Directives:
1. According to the episode review, on what date did the second episode of the first season first air?
2. The episode review names several values that the episode teaches along the way. List all of them.
3. Retype a passage from the episode review word for word. Begin at the words "Twilight Sparkle is" and stop after "magic of friendship.".
======== Extract
Posted by Tracy Poff on October 21, 2012

The second episode the first season of My Little Pony: Friendship is Magic aired on October 17, 2010. It is called “Friendship is Magic, part 2” or “The Elements of Harmony”, and was written by Lauren Faust.

The Story

In the previous episode, Nightmare Moon returned from her thousand-year imprisonment to bring eternal night to Equestria. Now, with Princess Celestia missing, Twilight Sparkle intends to find the Elements of Harmony so that she can defeat Nightmare Moon, rescue the princess, and save Equestria.

The five ponies Twilight met the previous day insist on coming along to help Twilight, so together they venture into the Everfree Forest, a creepy and unnatural place, which apparently doesn’t work the same way as the rest of Equestria. There, they must overcome several tests of their new friendship.

Together, the six ponies defeat Nightmare Moon, and it is revealed that Nightmare Moon is in fact Princess Celestia’s younger sister, Luna. Celestia and Luna rejoice at their reunion, and they all return to Ponyville.

Twilight Sparkle is sad that she will have to leave her new friends, so Princess Celestia assigns her to remain in Ponyville and study the magic of friendship.

The Lesson

The ultimate lesson is that the power of friendship can overcome anything. Along the way, there are several more lessons to be learned about the value of honesty, kindness, courage (though it’s termed laughter, here), generosity, and loyalty. I’ve given some details about these below, under the heading “The Trials”.

The lessons are good, although I’d question the effectiveness of the presentation. In particular:

The lesson about honesty comes across simply as “trust your friends”, and it’s very strained. I imagine it was difficult to work honesty into the episode in a dramatic way. Unfortunately, this continues to be a problem in future episodes, as well.

The lesson about kindness, “sometimes we all just need to be shown a little kindness”, as Fluttershy puts it, also doesn’t work that well. It seems like Fluttershy just got lucky.

The others work better, and Rainbow Dash’s segment, teaching about loyalty, fits in particularly well.

My Opinion

This episode is even better than the first. We get a nice quest, everypony plays a part, and the lesson is good. If I’ve got a complaint, it’s that there’s not much tension–all the problems are resolved very quickly. However, there’s a lot of action to fit into a single episode, and the ending is great, so this flaw can be forgiven.


The Trials

While in the Everfree Forest, the ponies must overcome several trials before they can reach the Elements of Harmony.

First, the ground falls out from under the ponies, sending them hurtling toward a cliff. All but Twilight are able to stop themselves safely. Applejack grabs Twilight, but then tells her to let go and fall off the cliff, and she’ll be safe. Twilight is understandably skeptical of this. Applejack emphasizes that she is being honest, and Twilight trusts her and is caught by Fluttershy and Rainbow Dash before she falls to the ground. It works out well, but I can’t imagine why Applejack didn’t just tell her that the others were waiting to catch her. Or why they didn’t just push her back up over the cliff. As the plot demands, I guess.
================
======== Dataset excerpts
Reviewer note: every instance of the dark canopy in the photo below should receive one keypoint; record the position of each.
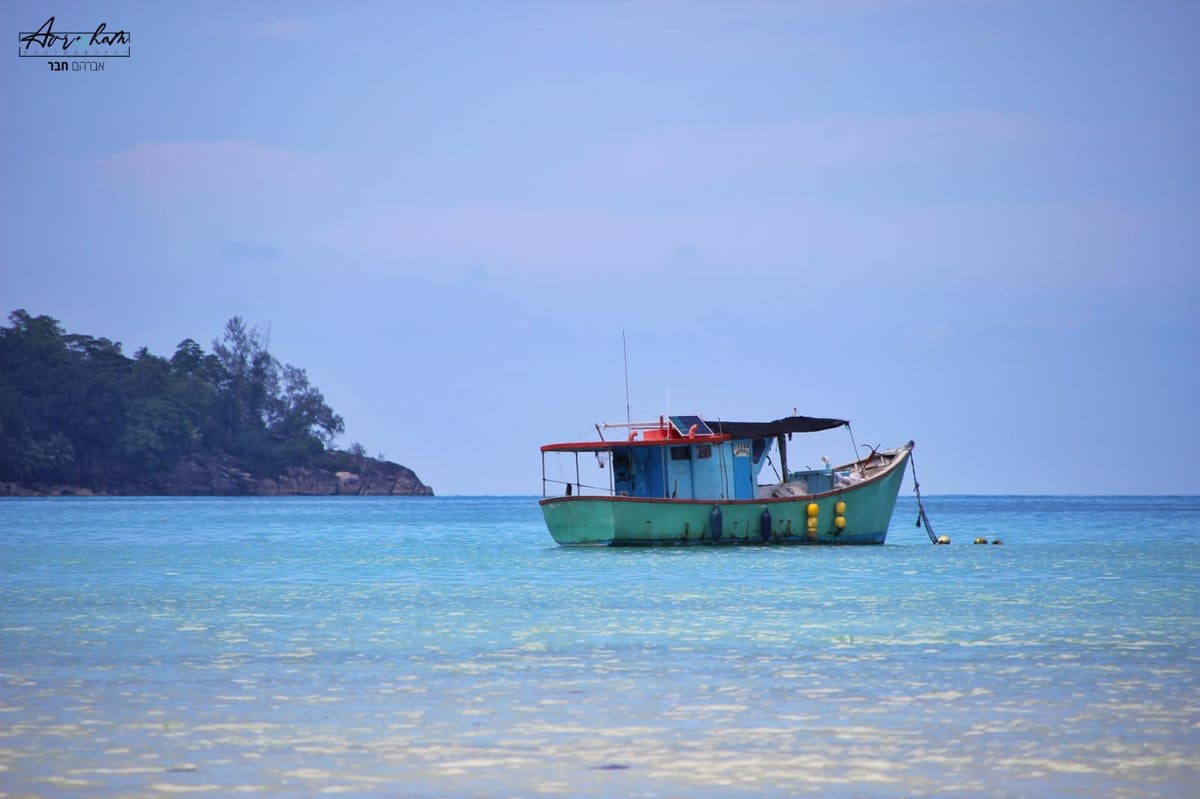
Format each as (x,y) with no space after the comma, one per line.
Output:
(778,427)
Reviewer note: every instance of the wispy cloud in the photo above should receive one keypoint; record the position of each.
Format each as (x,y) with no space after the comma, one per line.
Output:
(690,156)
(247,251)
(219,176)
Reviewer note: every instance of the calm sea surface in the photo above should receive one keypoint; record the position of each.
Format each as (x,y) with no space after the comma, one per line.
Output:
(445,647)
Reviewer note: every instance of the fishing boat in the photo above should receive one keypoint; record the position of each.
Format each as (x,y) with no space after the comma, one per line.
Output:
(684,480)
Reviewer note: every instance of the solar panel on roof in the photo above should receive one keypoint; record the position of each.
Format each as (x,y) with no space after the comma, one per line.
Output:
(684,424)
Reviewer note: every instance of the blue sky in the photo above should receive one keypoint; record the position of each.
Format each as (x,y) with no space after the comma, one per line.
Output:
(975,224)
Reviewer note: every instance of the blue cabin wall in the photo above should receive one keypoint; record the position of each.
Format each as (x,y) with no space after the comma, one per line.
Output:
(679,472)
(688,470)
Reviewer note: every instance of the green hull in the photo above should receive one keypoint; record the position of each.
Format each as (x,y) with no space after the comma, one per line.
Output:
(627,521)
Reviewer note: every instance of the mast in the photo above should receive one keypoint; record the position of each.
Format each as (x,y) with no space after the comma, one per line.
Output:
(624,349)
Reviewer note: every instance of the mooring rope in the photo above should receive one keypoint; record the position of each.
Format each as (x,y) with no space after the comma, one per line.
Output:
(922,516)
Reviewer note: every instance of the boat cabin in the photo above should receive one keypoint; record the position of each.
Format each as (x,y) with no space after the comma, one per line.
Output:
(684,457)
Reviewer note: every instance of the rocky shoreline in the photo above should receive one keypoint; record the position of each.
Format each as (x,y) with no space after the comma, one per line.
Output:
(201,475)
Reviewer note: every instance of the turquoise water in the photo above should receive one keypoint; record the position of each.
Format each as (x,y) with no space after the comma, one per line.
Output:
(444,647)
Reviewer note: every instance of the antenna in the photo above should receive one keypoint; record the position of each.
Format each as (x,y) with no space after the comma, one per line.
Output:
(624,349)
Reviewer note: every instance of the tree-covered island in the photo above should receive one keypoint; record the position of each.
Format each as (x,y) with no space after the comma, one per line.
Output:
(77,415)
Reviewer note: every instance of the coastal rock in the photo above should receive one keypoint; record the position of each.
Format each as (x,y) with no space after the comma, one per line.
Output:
================
Solutions:
1. October 17, 2010

2. Honesty, kindness, courage (termed laughter in the episode), generosity, and loyalty.

3.
Twilight Sparkle is sad that she will have to leave her new friends, so Princess Celestia assigns her to remain in Ponyville and study the magic of friendship.